Data provided start
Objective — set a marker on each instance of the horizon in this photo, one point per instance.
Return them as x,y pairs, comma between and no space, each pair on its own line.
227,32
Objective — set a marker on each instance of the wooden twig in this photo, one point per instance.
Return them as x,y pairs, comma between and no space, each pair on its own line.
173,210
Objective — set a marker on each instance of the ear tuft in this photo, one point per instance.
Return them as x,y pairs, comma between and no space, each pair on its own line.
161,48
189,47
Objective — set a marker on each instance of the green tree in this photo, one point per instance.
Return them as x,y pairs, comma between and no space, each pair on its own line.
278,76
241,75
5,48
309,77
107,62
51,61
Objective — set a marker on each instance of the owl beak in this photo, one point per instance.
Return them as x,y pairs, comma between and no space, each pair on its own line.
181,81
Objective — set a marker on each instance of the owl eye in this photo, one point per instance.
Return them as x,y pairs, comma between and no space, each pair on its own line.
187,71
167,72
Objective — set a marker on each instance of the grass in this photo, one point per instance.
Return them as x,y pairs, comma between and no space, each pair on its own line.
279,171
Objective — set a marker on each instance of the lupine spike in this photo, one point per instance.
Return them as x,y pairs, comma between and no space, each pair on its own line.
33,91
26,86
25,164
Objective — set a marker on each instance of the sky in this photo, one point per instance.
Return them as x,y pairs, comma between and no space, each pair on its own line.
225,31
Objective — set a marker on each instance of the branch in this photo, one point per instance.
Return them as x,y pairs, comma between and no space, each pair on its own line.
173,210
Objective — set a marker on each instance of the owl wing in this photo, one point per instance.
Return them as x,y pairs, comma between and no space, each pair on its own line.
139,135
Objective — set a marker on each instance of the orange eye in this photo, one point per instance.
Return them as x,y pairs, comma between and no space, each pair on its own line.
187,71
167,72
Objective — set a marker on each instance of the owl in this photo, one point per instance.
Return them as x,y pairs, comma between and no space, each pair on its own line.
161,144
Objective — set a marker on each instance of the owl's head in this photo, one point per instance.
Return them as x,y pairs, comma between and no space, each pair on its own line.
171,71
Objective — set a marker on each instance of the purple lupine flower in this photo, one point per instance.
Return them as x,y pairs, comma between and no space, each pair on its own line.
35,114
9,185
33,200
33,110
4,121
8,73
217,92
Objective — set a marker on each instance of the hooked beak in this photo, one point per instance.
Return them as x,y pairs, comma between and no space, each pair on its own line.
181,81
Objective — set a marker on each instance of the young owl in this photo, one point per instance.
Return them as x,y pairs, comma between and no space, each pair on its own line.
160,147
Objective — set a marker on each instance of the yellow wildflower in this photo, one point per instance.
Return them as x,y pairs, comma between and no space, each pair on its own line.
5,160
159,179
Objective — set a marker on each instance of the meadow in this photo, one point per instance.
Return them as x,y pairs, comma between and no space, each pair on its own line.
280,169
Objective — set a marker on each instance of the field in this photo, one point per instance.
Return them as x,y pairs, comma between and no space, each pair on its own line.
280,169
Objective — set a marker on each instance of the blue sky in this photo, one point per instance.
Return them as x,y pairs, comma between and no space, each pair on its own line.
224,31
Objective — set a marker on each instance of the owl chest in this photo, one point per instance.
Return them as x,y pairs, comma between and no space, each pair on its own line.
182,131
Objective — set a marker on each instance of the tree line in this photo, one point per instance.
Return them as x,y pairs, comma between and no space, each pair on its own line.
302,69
Data provided end
* _Work instructions_
Locate the line that contains "Objective — set a marker on each instance of the hooked". Repeat it and every line after it, up to and including the final line, exactly.

* _Task solution_
Objective — set a marker on each instance of the hooked beak in this photo, one point per instance.
Return them as x,y pairs, comma between and no space, each pair on its own line.
181,81
Objective — set a marker on each instance of the young owl in this photo, one point per instance.
Return them as x,y pairs, comma between and no space, each pair on its own line.
160,147
Objective — set a marker on each instance of the yellow wildflower in this photo, one point per instance.
Return them as x,y pairs, comma between and no space, each pair on its own line.
5,160
159,179
Objective — set a marker on each instance of the meadow in this photo, one point per instance.
Return them as x,y pairs, comma between and no space, each pair on its own line.
280,169
Objective — set a marker on each instance of the field in this photo, one point per instance.
Return them as x,y pairs, comma between and no space, each pair on its own line.
280,169
Objective — set a marker on each instance of the blue sky in this photo, one point per instance.
Return them as x,y pairs, comma between and no space, each pair on its own line.
224,31
Objective — set a marker on each instance of the owl chest in this photo, one point per instance.
Return them as x,y pairs, comma between and no space, each pair on its own line.
182,131
Objective — set a marker on each instance of the tree line in this photo, one point per instance.
Return them as x,y pairs, comma between and no space, each pair on its own line.
302,69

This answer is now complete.